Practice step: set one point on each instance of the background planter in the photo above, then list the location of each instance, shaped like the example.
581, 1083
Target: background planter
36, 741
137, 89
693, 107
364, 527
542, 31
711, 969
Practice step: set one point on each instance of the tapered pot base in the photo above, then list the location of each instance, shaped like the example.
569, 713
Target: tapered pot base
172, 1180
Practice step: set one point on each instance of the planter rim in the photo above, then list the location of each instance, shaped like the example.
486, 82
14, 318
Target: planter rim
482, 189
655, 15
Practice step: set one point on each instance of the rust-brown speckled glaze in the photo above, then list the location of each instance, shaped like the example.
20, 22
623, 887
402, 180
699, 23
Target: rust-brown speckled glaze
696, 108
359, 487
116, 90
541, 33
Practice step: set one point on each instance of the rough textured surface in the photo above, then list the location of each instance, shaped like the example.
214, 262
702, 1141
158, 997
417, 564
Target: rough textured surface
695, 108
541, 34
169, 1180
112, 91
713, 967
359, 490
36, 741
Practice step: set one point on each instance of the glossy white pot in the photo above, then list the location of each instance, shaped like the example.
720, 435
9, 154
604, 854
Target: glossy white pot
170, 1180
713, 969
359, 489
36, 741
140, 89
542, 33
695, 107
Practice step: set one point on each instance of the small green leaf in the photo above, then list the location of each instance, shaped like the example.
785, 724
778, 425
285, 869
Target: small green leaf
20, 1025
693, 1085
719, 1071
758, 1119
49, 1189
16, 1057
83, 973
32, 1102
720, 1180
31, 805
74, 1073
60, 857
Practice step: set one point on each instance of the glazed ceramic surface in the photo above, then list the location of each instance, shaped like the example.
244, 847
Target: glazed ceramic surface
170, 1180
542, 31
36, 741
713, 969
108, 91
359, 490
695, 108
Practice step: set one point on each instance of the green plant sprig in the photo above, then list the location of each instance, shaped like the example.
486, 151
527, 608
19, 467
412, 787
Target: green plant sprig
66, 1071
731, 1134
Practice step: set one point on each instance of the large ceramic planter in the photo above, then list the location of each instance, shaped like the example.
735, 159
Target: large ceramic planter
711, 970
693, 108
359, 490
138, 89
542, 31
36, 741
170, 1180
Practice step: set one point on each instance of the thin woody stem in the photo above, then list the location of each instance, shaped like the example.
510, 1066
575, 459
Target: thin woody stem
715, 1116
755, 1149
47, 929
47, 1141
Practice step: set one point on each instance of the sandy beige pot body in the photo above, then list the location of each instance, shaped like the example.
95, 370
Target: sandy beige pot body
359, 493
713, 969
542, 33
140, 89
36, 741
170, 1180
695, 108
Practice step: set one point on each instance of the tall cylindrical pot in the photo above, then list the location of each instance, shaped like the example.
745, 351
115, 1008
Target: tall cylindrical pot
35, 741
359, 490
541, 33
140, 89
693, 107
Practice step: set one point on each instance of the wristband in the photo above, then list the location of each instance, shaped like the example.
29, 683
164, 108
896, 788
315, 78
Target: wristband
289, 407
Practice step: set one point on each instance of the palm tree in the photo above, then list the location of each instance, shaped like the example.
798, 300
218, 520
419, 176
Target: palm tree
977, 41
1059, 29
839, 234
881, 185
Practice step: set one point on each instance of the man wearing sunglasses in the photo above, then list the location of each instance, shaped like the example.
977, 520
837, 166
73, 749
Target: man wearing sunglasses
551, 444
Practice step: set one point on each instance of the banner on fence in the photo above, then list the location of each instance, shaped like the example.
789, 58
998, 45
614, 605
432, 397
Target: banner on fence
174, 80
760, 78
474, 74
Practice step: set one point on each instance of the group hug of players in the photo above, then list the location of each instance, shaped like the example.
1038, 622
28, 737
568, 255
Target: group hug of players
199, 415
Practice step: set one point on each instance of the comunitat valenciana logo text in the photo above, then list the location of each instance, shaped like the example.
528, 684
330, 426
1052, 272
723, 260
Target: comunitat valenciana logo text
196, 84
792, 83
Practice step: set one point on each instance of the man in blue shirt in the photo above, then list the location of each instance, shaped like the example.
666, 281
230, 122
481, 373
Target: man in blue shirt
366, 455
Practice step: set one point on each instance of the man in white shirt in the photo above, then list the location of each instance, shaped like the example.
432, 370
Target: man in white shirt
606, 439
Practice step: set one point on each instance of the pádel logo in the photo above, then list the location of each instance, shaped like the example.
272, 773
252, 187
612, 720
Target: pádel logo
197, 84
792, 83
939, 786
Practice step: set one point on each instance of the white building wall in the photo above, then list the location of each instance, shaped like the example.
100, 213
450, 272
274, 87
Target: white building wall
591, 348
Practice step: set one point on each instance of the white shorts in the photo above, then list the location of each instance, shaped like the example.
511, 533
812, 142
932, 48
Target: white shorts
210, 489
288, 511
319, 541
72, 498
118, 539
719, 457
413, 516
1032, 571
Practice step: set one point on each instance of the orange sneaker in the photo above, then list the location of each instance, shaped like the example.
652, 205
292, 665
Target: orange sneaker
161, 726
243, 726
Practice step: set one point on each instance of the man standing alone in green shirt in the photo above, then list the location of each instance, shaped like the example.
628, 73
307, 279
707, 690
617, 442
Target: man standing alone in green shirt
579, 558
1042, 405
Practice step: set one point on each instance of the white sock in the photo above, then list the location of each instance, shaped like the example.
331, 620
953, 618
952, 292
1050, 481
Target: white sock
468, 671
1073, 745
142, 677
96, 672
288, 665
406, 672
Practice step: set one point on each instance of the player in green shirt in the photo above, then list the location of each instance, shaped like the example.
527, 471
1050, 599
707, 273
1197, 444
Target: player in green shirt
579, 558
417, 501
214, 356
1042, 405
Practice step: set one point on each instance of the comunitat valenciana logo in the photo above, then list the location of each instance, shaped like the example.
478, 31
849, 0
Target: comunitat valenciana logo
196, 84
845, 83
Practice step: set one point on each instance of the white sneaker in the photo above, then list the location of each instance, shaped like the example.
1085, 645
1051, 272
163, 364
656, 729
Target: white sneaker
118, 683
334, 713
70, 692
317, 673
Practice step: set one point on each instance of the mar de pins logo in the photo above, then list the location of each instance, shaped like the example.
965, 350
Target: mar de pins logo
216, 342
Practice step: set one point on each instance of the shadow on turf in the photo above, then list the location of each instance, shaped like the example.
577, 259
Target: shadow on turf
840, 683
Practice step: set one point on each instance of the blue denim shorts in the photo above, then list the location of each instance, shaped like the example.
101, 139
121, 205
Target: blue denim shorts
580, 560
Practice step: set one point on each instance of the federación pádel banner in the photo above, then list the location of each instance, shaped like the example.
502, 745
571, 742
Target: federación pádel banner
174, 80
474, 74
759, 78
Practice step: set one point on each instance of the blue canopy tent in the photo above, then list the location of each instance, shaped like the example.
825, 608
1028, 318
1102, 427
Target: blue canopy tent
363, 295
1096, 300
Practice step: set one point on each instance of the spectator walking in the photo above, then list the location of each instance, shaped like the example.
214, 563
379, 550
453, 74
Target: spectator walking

- [EXERCISE DETAILS]:
Retype the listing above in full, with no alterations.

- [RESULT OF THE EXERCISE]:
Practice step: set one point on each instance of the background planter in the photo above, then list the location of each instance, shaped like the example.
581, 1083
Target: background planter
36, 741
137, 89
693, 107
364, 527
542, 31
711, 969
Practice step: set one point on each instance of the tapered pot base in the photo above, then list the location of each instance, shaped like the example.
569, 713
Target: tapered pot base
172, 1180
Practice step: set one point on each instance of the planter rim in the photo above, then list the location of each instance, shaped like the example.
486, 82
14, 318
Target: planter rim
482, 189
655, 15
Practice step: set one point on each instance of the rust-brown speckled glaze in the photo above, then list the location of each instance, shaped like the example.
20, 22
623, 887
402, 180
699, 23
Target: rust-brown speckled glaze
696, 108
359, 487
116, 90
541, 33
Practice step: set one point on each instance of the rough textured surface in the photo above, then list the location of each instance, shaped like the example.
214, 262
702, 1141
158, 997
417, 564
Target: rough textured surface
695, 108
541, 34
169, 1180
112, 91
713, 967
359, 490
36, 741
Practice step: set one point on each instance of the glossy white pot in the photo above, then list the location of each instance, shaped like the example.
720, 435
9, 154
604, 854
Target: glossy white pot
170, 1180
713, 969
359, 489
36, 741
140, 89
542, 33
695, 107
Practice step: set one point on each instance of the small green leaf in the photo above, then list the location of each instance, shaped like the example.
785, 724
778, 425
285, 869
Target: small green leaf
20, 1025
693, 1085
719, 1071
758, 1119
49, 1189
16, 1057
83, 973
32, 1102
720, 1180
31, 805
74, 1073
60, 857
Practice step: set one point on each instance of the glazed ceramic surface in the photo above, then list the location of each instance, shaped like the example.
244, 847
Target: glazed ceramic surface
170, 1180
542, 31
36, 741
713, 969
108, 91
359, 490
695, 108
Practice step: set one point on each instance of the green plant sprig in the photo above, then list the location of each instance, shaped like the example.
486, 151
527, 608
19, 467
412, 787
Target: green plant sprig
66, 1071
731, 1134
Practice step: set one point on each instance of the large ceramic planter in the photo above, then list the location of each instance, shaped like the example.
735, 159
Target: large ceramic planter
711, 970
693, 108
359, 490
138, 89
542, 31
36, 741
170, 1180
Practice step: set one point on each instance of the thin woody stem in the photo above, then list the location of each instance, shaped like the example.
510, 1066
575, 459
Target: thin woody stem
715, 1116
755, 1149
47, 929
47, 1141
Practice step: set one point on each instance of the sandy beige pot body in the photo above, then list the location of each instance, shaped like the example.
95, 370
Target: sandy beige pot body
359, 493
713, 969
542, 33
140, 89
36, 741
170, 1180
695, 108
Practice step: set one point on each instance of the tall cylindrical pot in the photo above, then list the location of each instance, shaped like the example.
745, 351
115, 1008
Target: tall cylindrical pot
35, 741
359, 490
541, 33
140, 89
693, 107
Practice step: set one point on each instance of the wristband in the photo above, then list the location of each instance, shaped like the example.
29, 683
164, 108
896, 788
315, 78
Target: wristband
289, 407
Practice step: set one point on each instance of the palm tree in the photo above, then list the location of each instance, shaped like the example.
798, 300
218, 520
419, 176
Target: palm tree
977, 41
1059, 29
839, 234
881, 185
Practice step: set one point on each instance of the man wearing sunglasses in the photo above, then list the location of each instance, shaped like the example.
977, 520
837, 166
73, 749
Target: man wearing sunglasses
551, 444
Practice step: set one point on each instance of the banner on fence in the photo above, then list the location of each instance, shaped like the example.
789, 58
998, 45
614, 605
432, 397
Target: banner on fence
174, 80
760, 78
474, 74
Practice step: set one point on each instance of the group hug of players in the photo above, then list the location of each instance, shaped like the example.
1038, 622
28, 737
568, 255
Target: group hug of players
199, 415
Practice step: set one point on each instance of the comunitat valenciana logo text in the photo above, then list the location of each instance, shaped like the example.
528, 684
330, 426
1052, 272
723, 260
Target: comunitat valenciana logo text
196, 84
792, 83
Practice step: set one point on each instance of the man in blue shirt in the photo above, then list the location of each instance, shaped like the example.
666, 281
230, 122
481, 373
Target: man in blue shirt
366, 455
Practice step: set one point on each instance of the man in white shirt in the photo above, then list the location of each instance, shaped like the example.
432, 370
Target: man in white shirt
606, 439
Practice step: set one point on each instance of the pádel logo in the photo above, then list the location of each instance, shaped like the example.
272, 773
252, 187
612, 720
Target: pádel logo
197, 84
792, 83
939, 786
Practice step: set one point on each instance of the white building wall in the photo above, then list the location of each instance, shaped like the example.
100, 213
450, 272
274, 87
Target: white building wall
591, 348
Practice step: set one point on each instance of the white shorts in the photo above, then list the location of each instance, shaped like the example.
511, 533
812, 142
932, 48
Target: white shorts
210, 489
288, 511
319, 541
72, 498
118, 539
719, 457
413, 516
1032, 571
Practice step: set one point on each instance of the orange sneaker in the photo above, then list the location of each instance, shaped like the example.
652, 205
292, 665
Target: orange sneaker
161, 726
243, 726
Practice step: set one point on each instance of the man standing alone in green shirt in the photo above, then list the location of each instance, shaped like the example.
628, 73
307, 279
707, 690
617, 442
Target: man standing alone in green shirt
579, 558
1042, 405
Practice step: set one point on each instance of the white sock in the photo above, then list the location of each instance, shaped like the example.
331, 620
953, 618
952, 292
1050, 481
Target: white sock
468, 671
1073, 745
142, 677
96, 672
288, 665
406, 672
Practice step: set one point on each instance of the player in green shirt in the photo above, then list the location of each instance, shaped like the example.
527, 471
1050, 599
707, 273
1197, 444
Target: player in green shirt
579, 558
417, 501
214, 356
1042, 405
Practice step: set one point on each instance of the comunitat valenciana logo in the photo above, then list the location of each instance, shaped like the example.
478, 31
849, 0
Target: comunitat valenciana logo
196, 84
845, 83
Practice step: set one point on each instance of the white sneaker in the photo above, then list the location of each instance, shaped like the example.
1085, 645
1051, 272
163, 364
656, 729
Target: white sneaker
118, 683
334, 713
70, 692
317, 673
Practice step: set one point on each instance of the mar de pins logo in the photo above, then list the location of each instance, shaped like the example.
965, 350
Target: mar de pins logo
216, 342
Practice step: set one point on each instance of the shadow on turf in the photo above, then list the location of each instance, shaped like the example.
577, 259
Target: shadow on turf
840, 683
Practice step: set one point on each instance of the blue denim shorts in the photo above, then list the location of each instance, shaped like the example.
101, 139
121, 205
Target: blue denim shorts
580, 560
Practice step: set one point on each instance of the federación pádel banner in the photo above, then list the location of each instance, shaped like the example.
502, 745
571, 742
Target: federación pádel banner
174, 80
474, 74
759, 78
Practice step: set one point on each instance of the blue canopy tent in the photo above, then list the location of each instance, shaped like the example.
825, 608
1028, 318
1102, 427
Target: blue canopy tent
363, 295
1096, 300
Practice step: set one point on each instance of the spectator walking in the photo above, then list the location of each instance, shaped like the example.
214, 563
379, 550
453, 74
Target: spectator walking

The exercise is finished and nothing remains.